__Задание__:
A. Перечислите все виды сырья, которые, согласно отрывку о голландцах, обрабатывали в стране.
B. Продолжите отрывок о голландцах, начав сразу после его последнего предложения.

__Текст для чтения__:

Дмитрий Панченко - Записки русского бедуина
Поражены были и современники. Они отмечали природную бедность страны; многие усматривали в ней причину предприимчивости и трудолюбия тамошних жителей. И в самом деле легко поверить, что скудость природы способствовала выработке полезных привычек. Голландцы не только покупали и продавали. В стране обрабатывали шерсть, шелк, сахар, табак; делали бумагу, печатали книги, издавали карты, изготавливали инструменты, строили корабли — самые лучшие. Работали добросовестно и аккуратно — современники отмечают их особое отношение к делу — и зарабатывали прилично. Умели находить применение праздным силам природы. Я читал, что в 1630 году в Голландии использовались в производстве 222 ветряные мельницы. Топили торфом.

__Содержимое набора данных__:
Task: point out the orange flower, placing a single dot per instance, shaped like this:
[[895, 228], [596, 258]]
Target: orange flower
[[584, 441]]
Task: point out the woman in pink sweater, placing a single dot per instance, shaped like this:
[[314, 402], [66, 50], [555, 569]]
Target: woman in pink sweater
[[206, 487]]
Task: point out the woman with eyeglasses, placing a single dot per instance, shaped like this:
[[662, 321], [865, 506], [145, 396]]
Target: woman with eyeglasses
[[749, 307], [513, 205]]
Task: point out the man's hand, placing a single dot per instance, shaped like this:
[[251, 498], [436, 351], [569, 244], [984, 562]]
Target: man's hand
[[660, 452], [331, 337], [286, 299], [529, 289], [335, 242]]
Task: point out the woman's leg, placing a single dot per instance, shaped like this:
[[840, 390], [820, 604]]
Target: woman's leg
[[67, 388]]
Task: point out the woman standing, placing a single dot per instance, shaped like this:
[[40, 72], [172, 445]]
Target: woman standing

__Ответы к заданию__:
A. Шерсть, шелк, сахар, табак.

B.
Голландцам помогли их враги, которые позаботились о притоке в страну капиталов и толковых людей. Испанцы изгнали евреев, в Голландии их приняли. Испанцы разгромили Фландрию и прочие области, ныне образующие Бельгию, которые до второй половины XVI века по своему развитию уступали только Италии, а к моменту разгрома уже и не уступали. Северные Нидерланды в результате получили множество искусных людей и солидные суммы, а вчерашние и завтрашние конкуренты сделались согражданами.
Не пройдем и мимо сельского хозяйства. Голландия всегда была страной свободного труда. Ее земля была слишком непривлекательна для развития здесь крупных поместий и крепостничества. Свободный труд и стесненные обстоятельства сделали свое дело — нигде земля не обрабатывалась так заботливо и рационально, как в Нидерландах. О голландцах говорили, что они занимаются земледелием с терпением и прилежанием садовников. Пишут, что они были первым народом, ставшим окружать жилища клумбами, палисадниками и цветниками. Из Нидерландов происходит система переменного севооборота: вместо того чтобы оставлять поля под паром, стали засевать их кормовыми культурами — клевером, репой и прочими.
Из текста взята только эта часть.